## WHAT THE EXERCISE ASKS
In the post about a family of physicians, who wrote the recent Wall Street Journal article that the author mentions?

## TEXT SEGMENT
Posted on 04/19/2013 9:08:49 AM PDT by SeekAndFind
Last weekend, after I gave a speech at a public forum about healthcare, a woman came up to the podium and privately asked me a question. "My daughter was just accepted to medical school. Do you think she should be a doctor?"
This should have been the easiest question ever, but it was the opposite.
I come from a family of physicians going back more than three generations. It is what we did, what we were. At a family gathering several years ago, I counted 14 men or women who were practicing physicians. Three of the fourteen doctors had married medical school classmates, raising the "family" number to seventeen.
Our family believed that the highest calling for a human being was to heal other human beings. So it should have been easy and immediate for me to say to the mother at the podium, "Of course your daughter should be a physician. There is nothing better in the entire world!" It pained me not to say that.
A recent Wall Street Journal article written by another physician -- more precisely, ex-physician Dr. Ed Marsh -- expresses several emotions all too common in the community of health care providers: doctors, nurses, and allied health personnel. We are angry, frustrated, and confused.

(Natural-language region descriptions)
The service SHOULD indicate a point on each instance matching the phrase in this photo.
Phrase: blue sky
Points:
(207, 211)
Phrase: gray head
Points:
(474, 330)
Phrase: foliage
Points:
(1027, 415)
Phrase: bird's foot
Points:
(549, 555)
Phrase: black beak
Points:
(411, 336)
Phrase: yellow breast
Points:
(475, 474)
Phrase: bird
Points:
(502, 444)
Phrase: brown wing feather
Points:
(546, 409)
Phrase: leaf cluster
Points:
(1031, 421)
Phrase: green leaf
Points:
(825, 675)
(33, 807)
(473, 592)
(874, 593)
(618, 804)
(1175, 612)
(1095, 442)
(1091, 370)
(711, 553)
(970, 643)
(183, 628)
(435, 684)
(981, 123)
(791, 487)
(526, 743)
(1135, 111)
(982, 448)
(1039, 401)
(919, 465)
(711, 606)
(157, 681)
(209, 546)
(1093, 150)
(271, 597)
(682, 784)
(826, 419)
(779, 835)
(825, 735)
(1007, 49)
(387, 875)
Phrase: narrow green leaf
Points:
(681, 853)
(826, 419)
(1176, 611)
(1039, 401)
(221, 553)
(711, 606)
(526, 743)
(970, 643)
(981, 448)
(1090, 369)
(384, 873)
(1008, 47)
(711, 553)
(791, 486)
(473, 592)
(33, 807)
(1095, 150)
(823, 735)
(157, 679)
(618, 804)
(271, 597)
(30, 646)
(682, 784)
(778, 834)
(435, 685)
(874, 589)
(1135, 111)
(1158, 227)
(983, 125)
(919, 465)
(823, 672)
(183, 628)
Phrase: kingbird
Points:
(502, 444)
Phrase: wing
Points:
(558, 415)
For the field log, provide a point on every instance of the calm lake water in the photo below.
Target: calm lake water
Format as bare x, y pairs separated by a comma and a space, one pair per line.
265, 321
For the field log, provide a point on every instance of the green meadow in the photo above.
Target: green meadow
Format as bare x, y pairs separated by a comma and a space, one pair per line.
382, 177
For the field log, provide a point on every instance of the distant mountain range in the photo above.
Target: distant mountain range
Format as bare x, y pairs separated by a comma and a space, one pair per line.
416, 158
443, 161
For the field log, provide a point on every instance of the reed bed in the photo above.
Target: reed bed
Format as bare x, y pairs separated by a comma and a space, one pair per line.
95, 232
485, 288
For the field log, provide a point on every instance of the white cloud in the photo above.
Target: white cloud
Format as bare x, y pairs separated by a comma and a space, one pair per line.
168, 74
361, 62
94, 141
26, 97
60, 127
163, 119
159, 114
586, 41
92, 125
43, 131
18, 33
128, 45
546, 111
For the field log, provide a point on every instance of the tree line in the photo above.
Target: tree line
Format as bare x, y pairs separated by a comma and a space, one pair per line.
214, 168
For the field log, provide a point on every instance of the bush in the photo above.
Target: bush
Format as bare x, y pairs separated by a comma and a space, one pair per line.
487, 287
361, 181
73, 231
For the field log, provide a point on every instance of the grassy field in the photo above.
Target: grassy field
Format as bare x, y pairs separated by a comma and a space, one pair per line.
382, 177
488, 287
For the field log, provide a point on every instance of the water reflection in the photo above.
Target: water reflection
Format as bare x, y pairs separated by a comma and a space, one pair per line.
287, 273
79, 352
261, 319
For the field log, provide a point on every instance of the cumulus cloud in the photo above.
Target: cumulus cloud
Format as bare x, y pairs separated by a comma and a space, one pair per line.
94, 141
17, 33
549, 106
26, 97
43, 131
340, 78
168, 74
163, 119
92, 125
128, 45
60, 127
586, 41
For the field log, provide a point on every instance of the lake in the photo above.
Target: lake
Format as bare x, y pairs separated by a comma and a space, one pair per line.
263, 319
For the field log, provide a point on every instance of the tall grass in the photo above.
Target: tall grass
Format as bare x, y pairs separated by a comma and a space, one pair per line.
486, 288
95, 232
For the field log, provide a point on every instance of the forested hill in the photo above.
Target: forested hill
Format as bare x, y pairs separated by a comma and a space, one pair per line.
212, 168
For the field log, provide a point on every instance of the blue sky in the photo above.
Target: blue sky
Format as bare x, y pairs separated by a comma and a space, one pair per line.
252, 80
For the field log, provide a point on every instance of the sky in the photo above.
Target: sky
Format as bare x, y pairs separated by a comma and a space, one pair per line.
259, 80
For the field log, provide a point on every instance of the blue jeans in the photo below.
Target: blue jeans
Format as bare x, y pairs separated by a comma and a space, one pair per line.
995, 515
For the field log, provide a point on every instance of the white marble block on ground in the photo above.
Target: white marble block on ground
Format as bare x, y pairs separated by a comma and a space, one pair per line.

## SOLUTION TO THE PROBLEM
Dr. Ed Marsh, an ex-physician.